___ Stored records ___

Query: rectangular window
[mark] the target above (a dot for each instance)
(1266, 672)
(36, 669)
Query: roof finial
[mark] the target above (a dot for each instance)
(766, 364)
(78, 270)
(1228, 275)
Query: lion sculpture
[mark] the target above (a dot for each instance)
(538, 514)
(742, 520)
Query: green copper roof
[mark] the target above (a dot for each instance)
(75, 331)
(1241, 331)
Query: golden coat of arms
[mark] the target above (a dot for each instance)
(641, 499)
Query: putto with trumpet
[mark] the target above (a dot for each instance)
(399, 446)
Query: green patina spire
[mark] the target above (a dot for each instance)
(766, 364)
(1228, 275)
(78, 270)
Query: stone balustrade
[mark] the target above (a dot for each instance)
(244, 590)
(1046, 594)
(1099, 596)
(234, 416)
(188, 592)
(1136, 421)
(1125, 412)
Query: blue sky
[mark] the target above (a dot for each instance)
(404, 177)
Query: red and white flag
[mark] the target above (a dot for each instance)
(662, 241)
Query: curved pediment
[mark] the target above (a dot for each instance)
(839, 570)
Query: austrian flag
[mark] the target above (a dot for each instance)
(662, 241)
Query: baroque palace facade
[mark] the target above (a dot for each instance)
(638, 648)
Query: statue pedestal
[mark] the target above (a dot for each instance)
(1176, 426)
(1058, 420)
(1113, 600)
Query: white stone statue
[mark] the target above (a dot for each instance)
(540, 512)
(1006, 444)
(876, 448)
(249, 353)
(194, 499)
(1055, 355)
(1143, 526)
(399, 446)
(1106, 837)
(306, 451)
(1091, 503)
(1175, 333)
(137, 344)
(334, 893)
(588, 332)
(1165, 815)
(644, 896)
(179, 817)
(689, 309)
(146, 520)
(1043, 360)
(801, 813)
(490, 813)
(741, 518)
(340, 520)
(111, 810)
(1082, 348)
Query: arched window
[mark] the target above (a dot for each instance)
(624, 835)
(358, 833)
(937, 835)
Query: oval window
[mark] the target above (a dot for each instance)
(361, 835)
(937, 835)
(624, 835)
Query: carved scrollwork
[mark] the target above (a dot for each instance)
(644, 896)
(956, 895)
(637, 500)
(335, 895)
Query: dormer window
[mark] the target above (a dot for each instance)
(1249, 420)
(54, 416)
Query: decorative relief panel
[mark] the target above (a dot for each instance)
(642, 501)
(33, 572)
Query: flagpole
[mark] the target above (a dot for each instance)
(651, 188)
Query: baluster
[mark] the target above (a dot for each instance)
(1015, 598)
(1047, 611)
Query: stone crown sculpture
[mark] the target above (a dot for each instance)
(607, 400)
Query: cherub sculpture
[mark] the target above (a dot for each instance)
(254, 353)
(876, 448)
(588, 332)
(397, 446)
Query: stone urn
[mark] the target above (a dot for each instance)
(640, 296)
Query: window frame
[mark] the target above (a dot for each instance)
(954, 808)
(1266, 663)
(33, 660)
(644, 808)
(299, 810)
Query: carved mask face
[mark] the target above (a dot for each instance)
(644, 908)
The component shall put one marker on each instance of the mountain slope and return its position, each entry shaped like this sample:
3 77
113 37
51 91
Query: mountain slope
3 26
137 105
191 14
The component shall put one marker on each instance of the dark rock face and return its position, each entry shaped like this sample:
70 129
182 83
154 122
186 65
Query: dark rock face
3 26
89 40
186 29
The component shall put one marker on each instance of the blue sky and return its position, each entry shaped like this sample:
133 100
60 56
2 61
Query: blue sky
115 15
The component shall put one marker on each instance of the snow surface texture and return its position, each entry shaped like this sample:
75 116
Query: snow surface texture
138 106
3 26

___
___ Stored records ___

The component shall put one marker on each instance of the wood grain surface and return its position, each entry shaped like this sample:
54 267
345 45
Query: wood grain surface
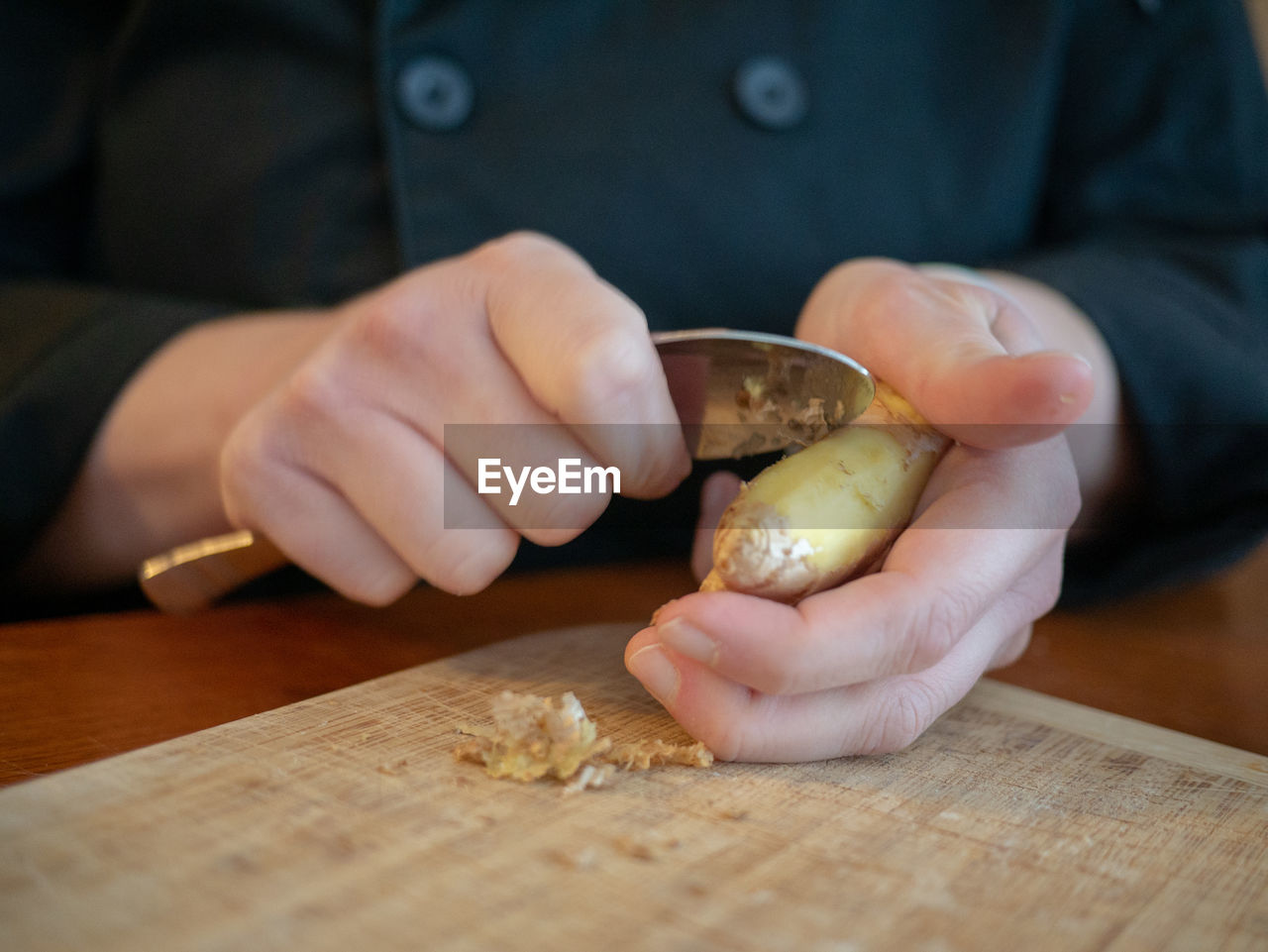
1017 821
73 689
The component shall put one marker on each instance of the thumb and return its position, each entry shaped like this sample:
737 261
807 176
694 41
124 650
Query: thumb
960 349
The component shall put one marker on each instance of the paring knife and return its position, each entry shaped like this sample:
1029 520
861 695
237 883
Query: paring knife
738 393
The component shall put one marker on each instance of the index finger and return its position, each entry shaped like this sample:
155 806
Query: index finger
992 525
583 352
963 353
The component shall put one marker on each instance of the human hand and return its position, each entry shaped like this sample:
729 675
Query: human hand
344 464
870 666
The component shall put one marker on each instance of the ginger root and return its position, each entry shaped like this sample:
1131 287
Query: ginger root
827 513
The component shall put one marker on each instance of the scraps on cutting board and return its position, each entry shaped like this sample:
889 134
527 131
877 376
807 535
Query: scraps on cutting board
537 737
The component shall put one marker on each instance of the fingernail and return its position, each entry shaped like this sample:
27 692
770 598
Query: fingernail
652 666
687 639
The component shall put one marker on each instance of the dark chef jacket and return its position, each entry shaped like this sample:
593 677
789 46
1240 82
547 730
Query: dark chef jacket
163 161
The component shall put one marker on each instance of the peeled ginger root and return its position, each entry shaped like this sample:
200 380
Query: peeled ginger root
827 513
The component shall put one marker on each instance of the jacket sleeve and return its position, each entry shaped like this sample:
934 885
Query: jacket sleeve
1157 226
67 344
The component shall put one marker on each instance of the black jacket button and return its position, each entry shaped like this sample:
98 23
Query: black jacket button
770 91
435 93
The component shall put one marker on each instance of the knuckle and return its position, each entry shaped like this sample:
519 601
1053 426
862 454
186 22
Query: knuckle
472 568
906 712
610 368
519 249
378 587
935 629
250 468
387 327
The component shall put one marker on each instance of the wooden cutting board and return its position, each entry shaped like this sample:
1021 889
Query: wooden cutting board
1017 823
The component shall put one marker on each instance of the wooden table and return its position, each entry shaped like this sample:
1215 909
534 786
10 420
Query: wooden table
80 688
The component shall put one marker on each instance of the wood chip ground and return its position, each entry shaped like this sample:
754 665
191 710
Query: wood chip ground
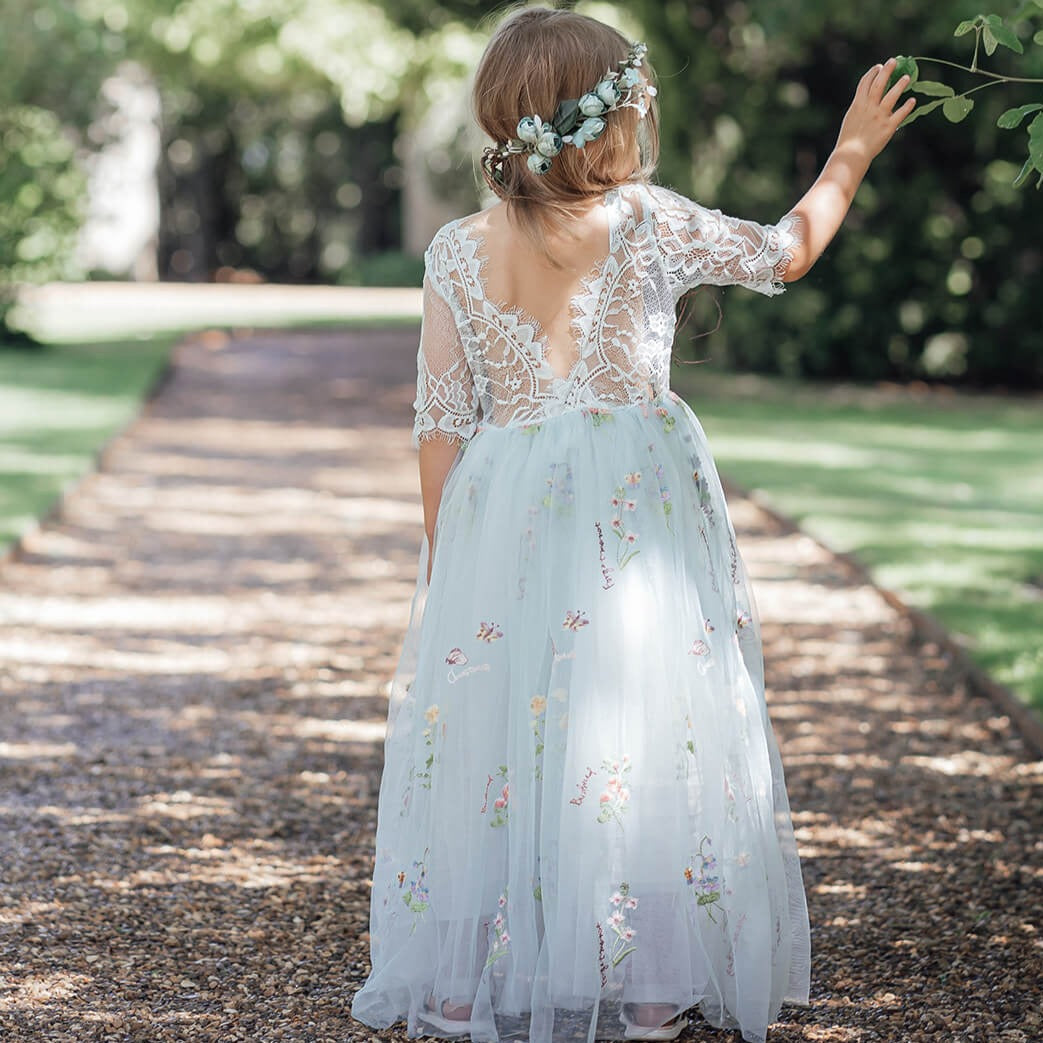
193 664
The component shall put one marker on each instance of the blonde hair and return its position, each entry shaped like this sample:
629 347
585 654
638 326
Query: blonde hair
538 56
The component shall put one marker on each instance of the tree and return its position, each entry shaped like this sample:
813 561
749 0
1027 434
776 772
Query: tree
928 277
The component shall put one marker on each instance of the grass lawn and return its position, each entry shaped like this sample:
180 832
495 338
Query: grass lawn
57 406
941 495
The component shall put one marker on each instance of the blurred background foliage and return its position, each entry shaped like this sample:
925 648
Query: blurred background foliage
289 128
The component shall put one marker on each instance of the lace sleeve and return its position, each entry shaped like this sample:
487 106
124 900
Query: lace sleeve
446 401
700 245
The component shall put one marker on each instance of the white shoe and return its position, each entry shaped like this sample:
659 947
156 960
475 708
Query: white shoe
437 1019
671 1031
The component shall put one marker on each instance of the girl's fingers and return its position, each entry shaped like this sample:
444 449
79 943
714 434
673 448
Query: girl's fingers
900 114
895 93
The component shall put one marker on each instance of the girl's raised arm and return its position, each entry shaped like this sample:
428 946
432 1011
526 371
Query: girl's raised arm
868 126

___
___ Stored records ___

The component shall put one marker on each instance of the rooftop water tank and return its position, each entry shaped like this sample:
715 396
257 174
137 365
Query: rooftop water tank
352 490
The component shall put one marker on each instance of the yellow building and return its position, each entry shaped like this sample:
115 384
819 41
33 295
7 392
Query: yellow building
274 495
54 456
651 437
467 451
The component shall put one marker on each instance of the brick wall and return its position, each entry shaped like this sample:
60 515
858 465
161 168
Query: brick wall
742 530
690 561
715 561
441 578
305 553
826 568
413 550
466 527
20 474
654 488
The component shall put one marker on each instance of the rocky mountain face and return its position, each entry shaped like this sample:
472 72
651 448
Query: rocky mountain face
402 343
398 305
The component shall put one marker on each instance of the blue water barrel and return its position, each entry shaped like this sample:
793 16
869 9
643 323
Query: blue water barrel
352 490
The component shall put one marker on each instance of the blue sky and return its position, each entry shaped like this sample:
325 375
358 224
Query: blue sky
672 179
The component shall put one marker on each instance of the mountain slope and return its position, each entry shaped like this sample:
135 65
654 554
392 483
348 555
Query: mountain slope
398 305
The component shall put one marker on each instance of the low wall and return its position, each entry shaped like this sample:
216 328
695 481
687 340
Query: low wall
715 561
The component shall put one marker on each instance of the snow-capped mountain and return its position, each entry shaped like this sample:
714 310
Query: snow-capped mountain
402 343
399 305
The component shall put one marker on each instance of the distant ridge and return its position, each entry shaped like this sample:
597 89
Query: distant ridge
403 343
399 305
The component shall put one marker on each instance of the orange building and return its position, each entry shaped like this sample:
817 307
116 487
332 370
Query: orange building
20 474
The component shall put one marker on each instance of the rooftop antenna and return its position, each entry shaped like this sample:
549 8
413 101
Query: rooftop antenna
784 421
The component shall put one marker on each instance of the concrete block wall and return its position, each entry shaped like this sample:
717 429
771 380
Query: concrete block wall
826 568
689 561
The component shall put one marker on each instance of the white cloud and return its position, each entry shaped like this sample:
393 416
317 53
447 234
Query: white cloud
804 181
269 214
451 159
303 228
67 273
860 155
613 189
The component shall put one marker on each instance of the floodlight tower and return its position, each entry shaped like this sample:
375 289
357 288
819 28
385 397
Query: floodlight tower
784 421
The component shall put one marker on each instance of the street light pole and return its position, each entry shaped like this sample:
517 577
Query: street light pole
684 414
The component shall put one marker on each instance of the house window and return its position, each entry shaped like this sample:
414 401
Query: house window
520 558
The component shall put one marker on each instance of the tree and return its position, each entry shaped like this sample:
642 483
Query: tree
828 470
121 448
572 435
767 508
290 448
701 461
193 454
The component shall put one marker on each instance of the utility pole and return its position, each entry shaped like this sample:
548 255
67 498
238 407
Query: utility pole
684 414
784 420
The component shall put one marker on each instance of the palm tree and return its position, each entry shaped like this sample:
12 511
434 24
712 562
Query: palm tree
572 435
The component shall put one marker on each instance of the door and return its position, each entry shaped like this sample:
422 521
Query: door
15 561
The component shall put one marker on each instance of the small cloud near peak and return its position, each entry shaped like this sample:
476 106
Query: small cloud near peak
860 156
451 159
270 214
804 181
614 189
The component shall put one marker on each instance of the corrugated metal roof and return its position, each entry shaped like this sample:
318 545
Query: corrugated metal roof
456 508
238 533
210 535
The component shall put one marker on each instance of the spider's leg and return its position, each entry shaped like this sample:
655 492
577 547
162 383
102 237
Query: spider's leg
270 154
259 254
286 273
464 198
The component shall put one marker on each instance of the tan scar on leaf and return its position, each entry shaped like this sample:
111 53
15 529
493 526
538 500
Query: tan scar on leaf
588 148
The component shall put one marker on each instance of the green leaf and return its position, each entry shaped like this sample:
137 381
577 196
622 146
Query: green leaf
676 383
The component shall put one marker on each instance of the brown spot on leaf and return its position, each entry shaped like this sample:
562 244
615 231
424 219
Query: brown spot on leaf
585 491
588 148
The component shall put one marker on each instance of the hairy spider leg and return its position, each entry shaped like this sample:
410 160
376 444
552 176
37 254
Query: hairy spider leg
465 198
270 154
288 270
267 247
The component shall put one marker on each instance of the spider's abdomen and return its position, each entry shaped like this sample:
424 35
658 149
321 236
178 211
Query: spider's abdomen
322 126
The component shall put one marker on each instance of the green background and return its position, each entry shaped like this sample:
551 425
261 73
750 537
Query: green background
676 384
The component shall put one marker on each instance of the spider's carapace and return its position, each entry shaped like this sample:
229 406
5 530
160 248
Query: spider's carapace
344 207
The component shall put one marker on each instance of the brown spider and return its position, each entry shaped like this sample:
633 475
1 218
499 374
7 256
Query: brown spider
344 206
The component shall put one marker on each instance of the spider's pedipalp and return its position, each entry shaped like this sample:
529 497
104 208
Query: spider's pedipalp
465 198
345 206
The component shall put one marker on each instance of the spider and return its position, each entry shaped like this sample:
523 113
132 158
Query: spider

___

» **To do**:
Count the lines in the rows above that contain the string "root", and give only that number.

» **Expected output**:
4